Exercise description.
List each line of the entries below that contains the string "framed", copying the whole line. Case counts.
++++ Provided records
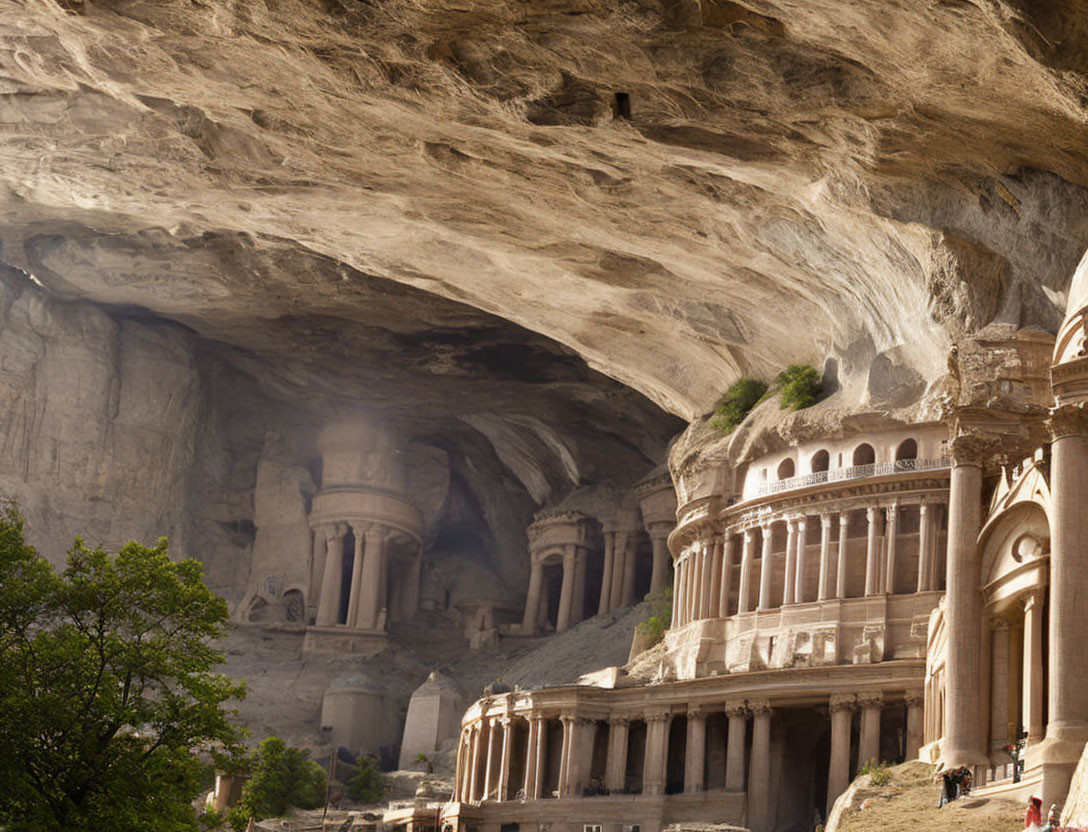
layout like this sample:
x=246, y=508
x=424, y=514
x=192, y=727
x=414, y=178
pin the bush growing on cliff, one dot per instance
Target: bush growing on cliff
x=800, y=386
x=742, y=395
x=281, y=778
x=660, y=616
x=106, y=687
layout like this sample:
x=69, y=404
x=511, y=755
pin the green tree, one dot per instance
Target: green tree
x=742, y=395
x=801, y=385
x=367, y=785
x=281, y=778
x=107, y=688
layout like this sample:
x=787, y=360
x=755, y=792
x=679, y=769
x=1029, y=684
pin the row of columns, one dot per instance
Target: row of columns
++++++++
++++ Provided records
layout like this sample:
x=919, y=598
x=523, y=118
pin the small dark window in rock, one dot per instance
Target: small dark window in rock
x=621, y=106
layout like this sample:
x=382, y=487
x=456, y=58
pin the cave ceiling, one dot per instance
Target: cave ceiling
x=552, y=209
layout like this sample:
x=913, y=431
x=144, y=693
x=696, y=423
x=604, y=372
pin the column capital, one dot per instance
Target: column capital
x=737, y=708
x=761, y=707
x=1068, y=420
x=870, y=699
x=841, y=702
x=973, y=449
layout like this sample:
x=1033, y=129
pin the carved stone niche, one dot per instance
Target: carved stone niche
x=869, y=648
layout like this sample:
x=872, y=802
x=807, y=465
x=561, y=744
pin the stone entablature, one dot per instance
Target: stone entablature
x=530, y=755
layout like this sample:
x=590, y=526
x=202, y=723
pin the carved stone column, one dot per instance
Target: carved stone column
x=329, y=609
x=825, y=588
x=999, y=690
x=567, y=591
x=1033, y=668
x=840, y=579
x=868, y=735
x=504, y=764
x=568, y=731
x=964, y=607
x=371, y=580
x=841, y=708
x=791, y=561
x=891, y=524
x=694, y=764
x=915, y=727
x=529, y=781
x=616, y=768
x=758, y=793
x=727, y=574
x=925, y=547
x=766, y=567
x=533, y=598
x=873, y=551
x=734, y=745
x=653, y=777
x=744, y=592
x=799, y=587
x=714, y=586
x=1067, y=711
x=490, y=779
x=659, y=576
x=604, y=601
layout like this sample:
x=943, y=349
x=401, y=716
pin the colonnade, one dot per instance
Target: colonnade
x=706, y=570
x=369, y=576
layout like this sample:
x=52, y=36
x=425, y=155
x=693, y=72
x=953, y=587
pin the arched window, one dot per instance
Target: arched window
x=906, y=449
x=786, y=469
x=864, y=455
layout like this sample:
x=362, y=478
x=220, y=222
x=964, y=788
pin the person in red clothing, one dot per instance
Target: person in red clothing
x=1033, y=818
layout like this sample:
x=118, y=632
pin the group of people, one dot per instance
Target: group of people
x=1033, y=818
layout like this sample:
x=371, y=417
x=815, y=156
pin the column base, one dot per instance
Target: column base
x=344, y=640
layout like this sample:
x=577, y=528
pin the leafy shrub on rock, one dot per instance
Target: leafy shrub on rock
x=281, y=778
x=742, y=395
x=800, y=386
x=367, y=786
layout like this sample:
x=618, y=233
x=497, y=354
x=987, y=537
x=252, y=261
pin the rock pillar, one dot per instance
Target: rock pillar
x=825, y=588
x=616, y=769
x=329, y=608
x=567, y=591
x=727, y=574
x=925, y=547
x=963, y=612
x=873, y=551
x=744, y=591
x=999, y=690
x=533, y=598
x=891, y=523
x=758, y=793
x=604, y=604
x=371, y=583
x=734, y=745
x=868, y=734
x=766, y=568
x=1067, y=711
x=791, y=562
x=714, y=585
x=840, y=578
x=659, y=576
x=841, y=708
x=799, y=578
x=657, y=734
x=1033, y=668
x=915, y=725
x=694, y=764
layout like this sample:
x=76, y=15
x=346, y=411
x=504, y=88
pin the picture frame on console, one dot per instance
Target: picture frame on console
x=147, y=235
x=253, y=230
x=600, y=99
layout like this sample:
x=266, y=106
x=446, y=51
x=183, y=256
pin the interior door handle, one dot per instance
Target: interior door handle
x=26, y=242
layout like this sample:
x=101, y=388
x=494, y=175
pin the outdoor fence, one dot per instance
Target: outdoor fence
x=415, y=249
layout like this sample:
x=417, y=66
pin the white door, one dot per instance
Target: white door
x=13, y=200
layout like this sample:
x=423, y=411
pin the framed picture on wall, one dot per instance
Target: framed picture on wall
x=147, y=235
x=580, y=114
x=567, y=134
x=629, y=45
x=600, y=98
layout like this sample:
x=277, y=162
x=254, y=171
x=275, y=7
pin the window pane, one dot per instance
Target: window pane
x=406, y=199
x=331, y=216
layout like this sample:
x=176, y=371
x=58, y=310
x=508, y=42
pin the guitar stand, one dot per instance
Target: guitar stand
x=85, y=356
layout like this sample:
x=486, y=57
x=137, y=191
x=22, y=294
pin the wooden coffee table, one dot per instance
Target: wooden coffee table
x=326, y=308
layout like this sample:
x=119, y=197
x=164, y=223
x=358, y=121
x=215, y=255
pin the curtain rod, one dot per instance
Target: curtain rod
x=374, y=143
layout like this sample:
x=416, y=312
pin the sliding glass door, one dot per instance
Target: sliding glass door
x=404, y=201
++++++++
Exercise result.
pin the framed picture on wall, one dot per instance
Target: framed picture on wall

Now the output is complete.